**Task description:** Starting at the beginning of the data and ending at the line containing "503 508 528 525", rewrite those lines with each "endpoint" renamed to "service" and everything else left unchanged.

··· Material for the task ···

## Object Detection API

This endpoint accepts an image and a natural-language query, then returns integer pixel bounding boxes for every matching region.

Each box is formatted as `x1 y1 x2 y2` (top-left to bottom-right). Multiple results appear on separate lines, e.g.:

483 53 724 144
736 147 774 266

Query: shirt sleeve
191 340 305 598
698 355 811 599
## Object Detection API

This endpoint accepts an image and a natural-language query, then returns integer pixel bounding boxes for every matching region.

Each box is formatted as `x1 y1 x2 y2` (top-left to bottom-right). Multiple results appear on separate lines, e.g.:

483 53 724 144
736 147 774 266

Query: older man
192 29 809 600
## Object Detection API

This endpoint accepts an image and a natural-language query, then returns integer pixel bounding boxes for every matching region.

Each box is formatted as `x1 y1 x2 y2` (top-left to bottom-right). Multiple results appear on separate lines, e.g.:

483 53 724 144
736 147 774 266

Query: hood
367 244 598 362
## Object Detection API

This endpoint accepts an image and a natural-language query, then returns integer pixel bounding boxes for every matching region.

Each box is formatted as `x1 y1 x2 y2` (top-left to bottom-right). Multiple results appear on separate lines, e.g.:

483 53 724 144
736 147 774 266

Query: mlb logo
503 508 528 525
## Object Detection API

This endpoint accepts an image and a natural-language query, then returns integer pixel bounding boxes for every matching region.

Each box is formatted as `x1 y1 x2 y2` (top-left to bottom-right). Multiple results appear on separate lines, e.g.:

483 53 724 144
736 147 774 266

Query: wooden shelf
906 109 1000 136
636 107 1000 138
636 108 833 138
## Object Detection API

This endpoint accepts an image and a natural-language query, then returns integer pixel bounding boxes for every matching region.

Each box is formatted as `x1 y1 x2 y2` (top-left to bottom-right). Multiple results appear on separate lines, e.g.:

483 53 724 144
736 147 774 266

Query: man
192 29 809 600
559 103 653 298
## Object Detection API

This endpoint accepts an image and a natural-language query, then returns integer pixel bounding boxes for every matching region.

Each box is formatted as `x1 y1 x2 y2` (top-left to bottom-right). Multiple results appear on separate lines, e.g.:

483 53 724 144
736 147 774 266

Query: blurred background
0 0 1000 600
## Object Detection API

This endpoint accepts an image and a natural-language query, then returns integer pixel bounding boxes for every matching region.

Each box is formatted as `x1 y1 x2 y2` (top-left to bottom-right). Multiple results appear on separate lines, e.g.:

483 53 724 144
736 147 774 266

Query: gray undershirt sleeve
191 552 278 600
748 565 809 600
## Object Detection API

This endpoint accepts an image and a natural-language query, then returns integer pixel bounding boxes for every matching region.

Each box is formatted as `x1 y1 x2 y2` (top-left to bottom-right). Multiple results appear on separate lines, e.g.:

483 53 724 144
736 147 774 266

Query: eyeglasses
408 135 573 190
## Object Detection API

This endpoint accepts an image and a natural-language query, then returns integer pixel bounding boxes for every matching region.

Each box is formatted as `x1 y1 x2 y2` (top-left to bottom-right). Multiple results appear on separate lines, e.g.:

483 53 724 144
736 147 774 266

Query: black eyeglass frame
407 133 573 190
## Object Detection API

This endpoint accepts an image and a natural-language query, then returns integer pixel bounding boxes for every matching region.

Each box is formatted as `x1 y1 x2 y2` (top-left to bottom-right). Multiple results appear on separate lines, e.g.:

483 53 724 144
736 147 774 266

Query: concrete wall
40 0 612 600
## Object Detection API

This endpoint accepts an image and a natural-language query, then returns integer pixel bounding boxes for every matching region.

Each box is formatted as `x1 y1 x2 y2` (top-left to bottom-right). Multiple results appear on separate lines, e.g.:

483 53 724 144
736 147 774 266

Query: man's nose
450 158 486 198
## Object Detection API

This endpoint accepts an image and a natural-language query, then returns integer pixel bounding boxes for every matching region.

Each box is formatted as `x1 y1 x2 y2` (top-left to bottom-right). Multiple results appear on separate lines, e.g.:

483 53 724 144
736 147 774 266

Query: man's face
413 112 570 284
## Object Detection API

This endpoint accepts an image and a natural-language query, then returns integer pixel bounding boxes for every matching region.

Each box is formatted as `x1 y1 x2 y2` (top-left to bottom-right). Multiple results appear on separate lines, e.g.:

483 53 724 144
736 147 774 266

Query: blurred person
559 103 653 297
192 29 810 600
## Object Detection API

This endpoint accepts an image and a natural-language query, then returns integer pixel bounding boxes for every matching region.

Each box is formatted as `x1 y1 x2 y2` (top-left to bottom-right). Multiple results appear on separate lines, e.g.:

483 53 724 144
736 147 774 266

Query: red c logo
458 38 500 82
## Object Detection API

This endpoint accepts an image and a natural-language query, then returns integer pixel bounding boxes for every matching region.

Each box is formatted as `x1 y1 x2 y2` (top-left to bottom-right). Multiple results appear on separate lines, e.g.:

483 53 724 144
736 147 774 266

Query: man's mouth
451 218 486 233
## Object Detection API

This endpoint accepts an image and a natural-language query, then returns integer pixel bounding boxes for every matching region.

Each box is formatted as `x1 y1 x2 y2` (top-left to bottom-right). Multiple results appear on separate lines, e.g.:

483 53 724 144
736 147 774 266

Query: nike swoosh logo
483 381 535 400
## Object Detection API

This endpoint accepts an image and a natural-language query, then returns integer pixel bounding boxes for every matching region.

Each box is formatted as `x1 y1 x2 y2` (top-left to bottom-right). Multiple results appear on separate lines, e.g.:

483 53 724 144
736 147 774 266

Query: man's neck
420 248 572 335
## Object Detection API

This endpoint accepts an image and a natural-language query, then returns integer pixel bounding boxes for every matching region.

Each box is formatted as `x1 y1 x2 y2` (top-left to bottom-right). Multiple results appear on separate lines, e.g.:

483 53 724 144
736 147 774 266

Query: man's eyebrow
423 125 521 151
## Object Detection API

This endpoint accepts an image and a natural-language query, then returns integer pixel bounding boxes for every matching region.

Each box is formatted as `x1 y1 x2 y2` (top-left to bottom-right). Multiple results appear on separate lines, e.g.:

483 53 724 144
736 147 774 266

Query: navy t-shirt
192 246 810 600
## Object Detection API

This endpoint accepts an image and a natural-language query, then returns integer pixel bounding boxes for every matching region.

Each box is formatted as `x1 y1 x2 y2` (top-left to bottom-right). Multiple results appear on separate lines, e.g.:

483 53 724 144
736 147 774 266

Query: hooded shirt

···

**Response:**
## Object Detection API

This service accepts an image and a natural-language query, then returns integer pixel bounding boxes for every matching region.

Each box is formatted as `x1 y1 x2 y2` (top-left to bottom-right). Multiple results appear on separate lines, e.g.:

483 53 724 144
736 147 774 266

Query: shirt sleeve
191 340 305 598
698 355 811 599
## Object Detection API

This service accepts an image and a natural-language query, then returns integer pixel bounding boxes for every matching region.

Each box is formatted as `x1 y1 x2 y2` (top-left to bottom-right). Multiple results appear on separate lines, e.g.:

483 53 724 144
736 147 774 266

Query: older man
192 29 809 600
## Object Detection API

This service accepts an image and a natural-language query, then returns integer pixel bounding boxes for every matching region.

Each box is formatted as `x1 y1 x2 y2` (top-left to bottom-right). Multiple results appear on separate lines, e.g.:

483 53 724 144
736 147 774 266

Query: hood
367 244 598 362
## Object Detection API

This service accepts an image and a natural-language query, then returns integer pixel bounding boxes for every matching region.

Each box is formatted as `x1 y1 x2 y2` (top-left to bottom-right). Multiple results appear on separate lines, e.g.:

483 53 724 144
736 147 774 266

Query: mlb logo
503 508 528 525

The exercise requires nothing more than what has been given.